### Texto proporcionado

De este esquema general se apartan, en cierto modo, la primera y la octava bienaventuranzas, que forman una gran inclusión, puesto que ambas prometen a «los pobres en el espíritu» (v 3) y a «los perseguidos por hacer la voluntad de Dios» (la justicia, según otras traducciones) (v 10) el Reino de los Cielos. Estas dos bienaventuranzas adquieren así una densidad especial, mientras que la última aplica este anuncio evangélico a la situación de persecución por la que pasa la comunidad cristiana (vv 11ss). El «Reino de los Cielos» se convierte de este modo en el código que permite comprender las bienaventuranzas y, además, todo el Evangelio (cf., a título de ejemplo, las parábolas que se encuentran en Mt 13).

Finalmente, podemos subrayar el hecho de que haya una última expresión ligada al Reino de los Cielos: se trata de la expresión «voluntad de Dios» («justicia»,. según otras traducciones) (5,10; cf. 6,33). Su sentido no corresponde a ninguna actitud legalista, que, en 5,20, está incluso condenada expresamente. Voluntad de Dios o justicia remiten, aquí y en otros lugares, al designio del Padre sobre la historia y a la transformación que Dios mismo provoca en la misma; de ahí que la exhortación final de esta primera parte del evangelio, a primera vista excesiva, sea en realidad anuncio de la verdad del cristiano como hijo de Dios: «Vosotros sed perfectos, como vuestro Padre celestial es perfecto» (v 48).


MEDITATIO

La santidad pertenece únicamente a Dios, y nadie puede reclamarla nunca para sí. La distancia entre nuestro carácter de criaturas y el Creador, la fractura entre nuestros deseos y nuestras realizaciones, la necesidad de ajustar las cuentas con los compromisos y dolores de la historia nos impiden creer que nuestra filiación divina sea algo que se nos debe. Desde este punto de vista, el balance de la historia es aún ruinoso: no somos santos.

######
### Registros proporcionados

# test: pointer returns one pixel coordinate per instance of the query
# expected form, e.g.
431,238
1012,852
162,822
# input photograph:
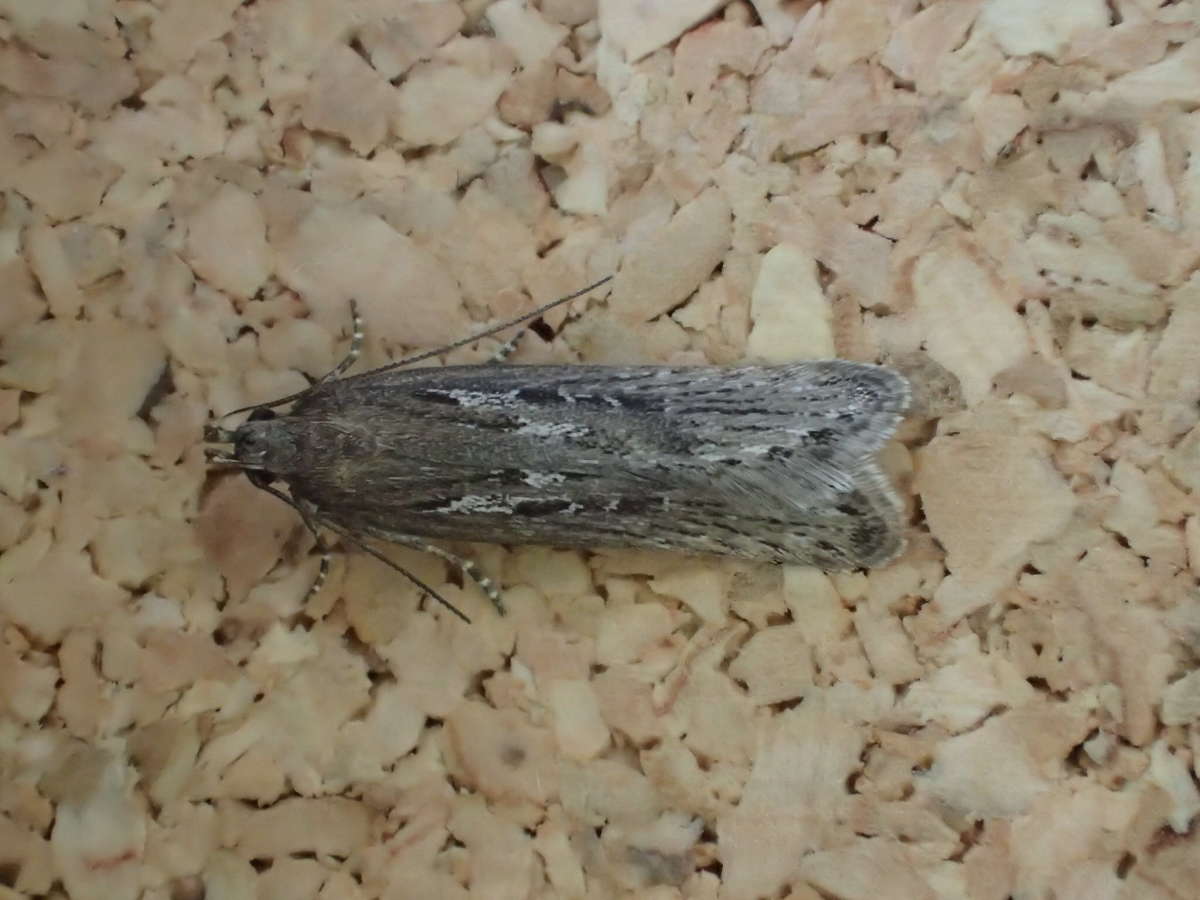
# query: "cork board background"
1000,196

######

* Descripción del ejercicio
Prolonga el comentario sobre las bienaventuranzas a partir de su última oración.

* Resultado de la tarea
Con todo, podemos construir la santidad en parte, armonizando nuestra propia vida con el designio de justicia que Dios ha pensado para el mundo. Lo hacen «los pobres en el espíritu», que no consiguen encontrar en ellos mismos motivos para ir hacia delante y se confían al grano de mostaza del Reino de Dios. Lo hacen los «servidores» del Señor, que intentan imitar el obrar misericordioso de Dios en la historia para convertirse en un posible signo de salvación, en un poco de levadura del Reino de Dios.

Se trata de tareas desmesuradas, que nadie consigue llegar a término por sí solo. Únicamente si nos confiamos a aquella parte todavía no revelada de nosotros mismos, a la semejanza que nos hace hijos e hijas de Dios y amados por él, sólo si creemos y nos confiamos con fe y amor a la promesa de nuestro bautismo, llegaremos a comprender cómo la salvación forma parte ya de nuestra vida y que es propio de la santidad de Dios sostener nuestra santidad.


ORATIO

Padre santo, tú nos has llamado hijos tuyos. Nosotros te damos gracias por tu santidad, que conduce la historia. No comprendemos todavía hasta el fondo lo que significa sentirse amados por tu santidad, pero tú mantienes viva en nosotros la imagen que has proyectado para cada uno.

Hijo justo del Padre, tú nos has abierto un paso en la historia, donde conseguimos ver cómo actúa el Padre en la historia y cómo obra en ella el Hijo. Ayúdanos a imitar tu única filiación, haznos capaces de confiarnos al Padre.

Espíritu de justicia y de santidad, si tú no purificas nuestros corazones nunca seremos capaces de abrir nuestros ojos a la mirada de Dios, nunca seremos capaces de cantar las alabanzas de Dios en la liturgia, no conseguiremos llamarnos hijos. Infunde en nuestro corazón la capacidad de escuchar la voz del Padre que nos llama hijos suyos amados.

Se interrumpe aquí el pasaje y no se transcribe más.